━━ Materials provided
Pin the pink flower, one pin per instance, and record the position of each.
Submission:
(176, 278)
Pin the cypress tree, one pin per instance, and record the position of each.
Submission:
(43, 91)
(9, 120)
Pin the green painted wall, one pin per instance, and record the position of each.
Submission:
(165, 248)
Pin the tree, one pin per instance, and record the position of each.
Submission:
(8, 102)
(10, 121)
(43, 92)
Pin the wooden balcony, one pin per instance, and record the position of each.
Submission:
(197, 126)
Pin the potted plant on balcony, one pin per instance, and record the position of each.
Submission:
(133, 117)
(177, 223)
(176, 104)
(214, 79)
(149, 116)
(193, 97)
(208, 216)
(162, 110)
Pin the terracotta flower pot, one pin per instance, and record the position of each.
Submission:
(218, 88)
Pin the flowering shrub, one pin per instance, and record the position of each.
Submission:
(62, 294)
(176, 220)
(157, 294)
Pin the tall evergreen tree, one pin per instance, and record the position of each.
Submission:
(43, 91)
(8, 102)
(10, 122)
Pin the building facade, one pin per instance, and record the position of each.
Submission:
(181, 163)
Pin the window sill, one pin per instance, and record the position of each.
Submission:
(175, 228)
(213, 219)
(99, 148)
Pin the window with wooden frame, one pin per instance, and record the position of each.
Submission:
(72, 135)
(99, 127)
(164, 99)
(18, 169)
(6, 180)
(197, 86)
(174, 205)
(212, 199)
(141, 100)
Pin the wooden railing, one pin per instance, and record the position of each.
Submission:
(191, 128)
━━━━
# The task
Copy the records from the line containing "Pin the window sill, one" through the end of the records, both ends included, keeping every request line. Add 131 to each coordinate in the answers.

# Response to the task
Pin the window sill, one pin per instance, and record the position of each.
Submission:
(306, 359)
(344, 350)
(230, 279)
Pin the window with wooden frame, one pin per instance, and record the position of each.
Submission:
(203, 266)
(230, 258)
(295, 230)
(149, 300)
(137, 311)
(328, 217)
(305, 336)
(343, 330)
(272, 231)
Pin the wooden railing, one pin per instance, and record the position of each.
Submission:
(322, 259)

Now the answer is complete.